**WHAT YOU SHOULD DO**
What is needed is an exact copy of every entry.

Saved data entries:
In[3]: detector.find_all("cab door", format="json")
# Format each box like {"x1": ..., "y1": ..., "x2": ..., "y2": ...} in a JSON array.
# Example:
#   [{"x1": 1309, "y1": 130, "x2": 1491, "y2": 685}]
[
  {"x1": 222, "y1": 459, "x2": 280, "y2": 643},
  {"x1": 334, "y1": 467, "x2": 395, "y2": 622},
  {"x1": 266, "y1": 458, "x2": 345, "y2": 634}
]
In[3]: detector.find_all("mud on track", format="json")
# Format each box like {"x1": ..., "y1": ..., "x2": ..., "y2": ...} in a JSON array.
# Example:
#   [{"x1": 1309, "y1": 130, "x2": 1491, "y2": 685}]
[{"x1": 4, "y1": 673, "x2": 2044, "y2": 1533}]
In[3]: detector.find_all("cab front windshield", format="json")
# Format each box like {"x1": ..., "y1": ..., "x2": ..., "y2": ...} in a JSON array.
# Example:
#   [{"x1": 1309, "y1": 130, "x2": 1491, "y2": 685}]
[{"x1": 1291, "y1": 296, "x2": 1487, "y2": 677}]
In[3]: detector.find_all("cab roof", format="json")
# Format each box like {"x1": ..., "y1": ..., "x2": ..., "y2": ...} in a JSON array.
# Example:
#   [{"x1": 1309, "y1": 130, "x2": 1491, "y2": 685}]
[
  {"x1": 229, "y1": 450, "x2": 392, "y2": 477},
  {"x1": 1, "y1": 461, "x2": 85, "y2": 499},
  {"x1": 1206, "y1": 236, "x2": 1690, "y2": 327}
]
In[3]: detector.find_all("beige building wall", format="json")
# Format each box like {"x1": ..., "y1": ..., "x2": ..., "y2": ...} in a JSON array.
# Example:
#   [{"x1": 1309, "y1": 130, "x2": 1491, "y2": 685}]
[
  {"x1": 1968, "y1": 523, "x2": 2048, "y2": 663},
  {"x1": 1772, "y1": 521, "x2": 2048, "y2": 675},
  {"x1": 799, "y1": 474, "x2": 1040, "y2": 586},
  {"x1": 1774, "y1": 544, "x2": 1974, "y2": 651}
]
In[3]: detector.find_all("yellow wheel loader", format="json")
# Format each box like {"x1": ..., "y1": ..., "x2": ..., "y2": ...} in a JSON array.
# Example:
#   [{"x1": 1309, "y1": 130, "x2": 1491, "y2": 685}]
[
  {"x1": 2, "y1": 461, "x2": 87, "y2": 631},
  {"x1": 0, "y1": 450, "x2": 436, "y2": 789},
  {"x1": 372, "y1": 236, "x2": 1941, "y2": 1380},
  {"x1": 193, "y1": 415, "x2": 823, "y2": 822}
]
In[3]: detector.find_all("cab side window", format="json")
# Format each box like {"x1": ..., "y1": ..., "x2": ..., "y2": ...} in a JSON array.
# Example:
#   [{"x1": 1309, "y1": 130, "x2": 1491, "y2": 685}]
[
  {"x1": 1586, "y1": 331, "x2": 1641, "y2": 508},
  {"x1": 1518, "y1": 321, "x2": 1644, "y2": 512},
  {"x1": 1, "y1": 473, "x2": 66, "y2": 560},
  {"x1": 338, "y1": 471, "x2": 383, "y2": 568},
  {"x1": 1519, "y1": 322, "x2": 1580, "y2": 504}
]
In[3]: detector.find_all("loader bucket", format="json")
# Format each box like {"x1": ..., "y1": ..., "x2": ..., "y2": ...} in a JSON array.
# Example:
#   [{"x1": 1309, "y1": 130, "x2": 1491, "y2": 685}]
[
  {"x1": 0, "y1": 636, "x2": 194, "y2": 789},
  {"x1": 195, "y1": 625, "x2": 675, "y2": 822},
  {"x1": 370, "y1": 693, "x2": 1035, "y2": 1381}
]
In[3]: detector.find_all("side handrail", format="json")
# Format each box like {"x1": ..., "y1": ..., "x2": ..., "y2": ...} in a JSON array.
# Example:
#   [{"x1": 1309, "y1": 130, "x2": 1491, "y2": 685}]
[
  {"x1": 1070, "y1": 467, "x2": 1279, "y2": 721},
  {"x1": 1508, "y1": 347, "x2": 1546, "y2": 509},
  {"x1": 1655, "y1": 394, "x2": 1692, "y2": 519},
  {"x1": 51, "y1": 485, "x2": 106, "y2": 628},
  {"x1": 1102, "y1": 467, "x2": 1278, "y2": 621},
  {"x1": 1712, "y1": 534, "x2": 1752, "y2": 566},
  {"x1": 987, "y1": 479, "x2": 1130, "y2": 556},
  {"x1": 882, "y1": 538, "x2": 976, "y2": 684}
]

**TASK OUTPUT**
In[3]: detector.find_all("cab door", format="json")
# Format each box like {"x1": ..., "y1": ..., "x2": ..., "y2": ...} in a JSON array.
# Example:
#   [{"x1": 1309, "y1": 130, "x2": 1491, "y2": 685}]
[
  {"x1": 222, "y1": 459, "x2": 280, "y2": 643},
  {"x1": 334, "y1": 467, "x2": 395, "y2": 622},
  {"x1": 266, "y1": 458, "x2": 345, "y2": 634}
]
In[3]: detector.find_all("mud on track", format="json")
# Format each box like {"x1": ..., "y1": ..., "x2": ..., "y2": ...} in a JSON array.
# Example:
#   [{"x1": 1309, "y1": 130, "x2": 1491, "y2": 685}]
[{"x1": 4, "y1": 673, "x2": 2044, "y2": 1533}]
In[3]: detector.find_all("cab front windshield", format="json")
# Format each box like {"x1": ..., "y1": ..., "x2": ..., "y2": ...} in a JSON array.
# Example:
#   [{"x1": 1309, "y1": 130, "x2": 1491, "y2": 685}]
[{"x1": 1291, "y1": 296, "x2": 1487, "y2": 677}]
In[3]: detector.find_all("cab roof", format="json")
# Format each box like {"x1": ..., "y1": ..., "x2": ..., "y2": ...} in a JSON array.
# Example:
#   [{"x1": 1309, "y1": 130, "x2": 1491, "y2": 685}]
[
  {"x1": 229, "y1": 450, "x2": 392, "y2": 477},
  {"x1": 1, "y1": 461, "x2": 85, "y2": 499},
  {"x1": 1206, "y1": 236, "x2": 1690, "y2": 327}
]
In[3]: detector.find_all("beige building wall", format="json")
# Format each box like {"x1": ..., "y1": ..., "x2": ..., "y2": ...} in a JSON array.
# Example:
#   [{"x1": 1309, "y1": 130, "x2": 1491, "y2": 685}]
[
  {"x1": 1968, "y1": 523, "x2": 2048, "y2": 663},
  {"x1": 1772, "y1": 521, "x2": 2048, "y2": 675},
  {"x1": 799, "y1": 474, "x2": 1040, "y2": 586},
  {"x1": 1774, "y1": 544, "x2": 1974, "y2": 651}
]
In[3]: detector.find_all("yellow wheel loader", format="json")
# Format each box like {"x1": ..., "y1": ..., "x2": ..., "y2": ...} in a JSON array.
# Example:
#   [{"x1": 1309, "y1": 130, "x2": 1491, "y2": 685}]
[
  {"x1": 2, "y1": 461, "x2": 87, "y2": 631},
  {"x1": 0, "y1": 450, "x2": 436, "y2": 789},
  {"x1": 372, "y1": 236, "x2": 1941, "y2": 1380},
  {"x1": 193, "y1": 415, "x2": 823, "y2": 822}
]
In[3]: detector.find_all("cab side window", format="json")
# Format each box like {"x1": ..., "y1": ..., "x2": ..., "y2": ...} in a JSON array.
# Example:
#   [{"x1": 1309, "y1": 130, "x2": 1491, "y2": 685}]
[
  {"x1": 1586, "y1": 331, "x2": 1641, "y2": 508},
  {"x1": 1518, "y1": 321, "x2": 1644, "y2": 512},
  {"x1": 1, "y1": 473, "x2": 66, "y2": 560},
  {"x1": 338, "y1": 471, "x2": 383, "y2": 568},
  {"x1": 1519, "y1": 322, "x2": 1580, "y2": 504}
]
In[3]: detector.find_all("loader bucket", format="json")
# Format each box like {"x1": ..., "y1": ..., "x2": ..., "y2": ...} in a JSON array.
# Example:
#   [{"x1": 1309, "y1": 130, "x2": 1491, "y2": 685}]
[
  {"x1": 0, "y1": 636, "x2": 194, "y2": 789},
  {"x1": 195, "y1": 625, "x2": 675, "y2": 822},
  {"x1": 370, "y1": 693, "x2": 1035, "y2": 1381}
]
In[3]: detector.find_all("side handrail", format="json")
# Format each box like {"x1": ..., "y1": ..., "x2": ..., "y2": ...} in a JSON array.
# Example:
#   [{"x1": 1309, "y1": 130, "x2": 1491, "y2": 685}]
[
  {"x1": 1070, "y1": 467, "x2": 1279, "y2": 721},
  {"x1": 1508, "y1": 347, "x2": 1546, "y2": 509},
  {"x1": 1655, "y1": 394, "x2": 1692, "y2": 519},
  {"x1": 51, "y1": 485, "x2": 106, "y2": 628},
  {"x1": 1102, "y1": 467, "x2": 1278, "y2": 621},
  {"x1": 1712, "y1": 534, "x2": 1752, "y2": 566},
  {"x1": 987, "y1": 479, "x2": 1130, "y2": 556},
  {"x1": 882, "y1": 538, "x2": 976, "y2": 684}
]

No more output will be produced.